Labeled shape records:
☆ ☆ ☆
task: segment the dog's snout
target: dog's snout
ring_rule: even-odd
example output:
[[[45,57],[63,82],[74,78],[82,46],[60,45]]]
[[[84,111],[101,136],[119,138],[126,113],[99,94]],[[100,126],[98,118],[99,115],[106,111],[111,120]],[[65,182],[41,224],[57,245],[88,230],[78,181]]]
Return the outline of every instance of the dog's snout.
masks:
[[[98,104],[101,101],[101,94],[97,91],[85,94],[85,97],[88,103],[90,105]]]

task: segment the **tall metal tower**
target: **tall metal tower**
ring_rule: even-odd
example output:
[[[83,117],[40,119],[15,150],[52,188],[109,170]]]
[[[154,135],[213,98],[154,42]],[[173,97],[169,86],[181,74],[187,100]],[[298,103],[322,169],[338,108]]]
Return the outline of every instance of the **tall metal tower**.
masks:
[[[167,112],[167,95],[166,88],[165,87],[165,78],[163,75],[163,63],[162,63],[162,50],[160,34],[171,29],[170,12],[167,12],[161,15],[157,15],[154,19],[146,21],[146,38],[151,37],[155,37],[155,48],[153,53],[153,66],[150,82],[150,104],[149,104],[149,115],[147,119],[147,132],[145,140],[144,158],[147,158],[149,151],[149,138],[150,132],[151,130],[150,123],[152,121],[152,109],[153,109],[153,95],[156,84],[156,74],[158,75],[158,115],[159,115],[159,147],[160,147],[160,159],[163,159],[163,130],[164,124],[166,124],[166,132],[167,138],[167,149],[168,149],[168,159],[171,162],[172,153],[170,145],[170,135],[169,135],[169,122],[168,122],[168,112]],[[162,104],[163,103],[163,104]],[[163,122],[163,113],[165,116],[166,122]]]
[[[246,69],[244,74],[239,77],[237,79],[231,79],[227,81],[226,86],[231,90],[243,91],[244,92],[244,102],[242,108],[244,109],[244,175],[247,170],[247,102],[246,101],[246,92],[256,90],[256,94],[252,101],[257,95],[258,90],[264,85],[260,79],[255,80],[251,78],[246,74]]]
☆ ☆ ☆
PROBLEM STATEMENT: Identify every line in the listing above that contains the string "tower", and copy each of those lines. Case counts, so skip any line where the string appears only with different capitalization.

SOLUTION TO THIS PROBLEM:
task: segment the **tall metal tower**
target: **tall metal tower**
Return the outline of every instance of the **tall metal tower**.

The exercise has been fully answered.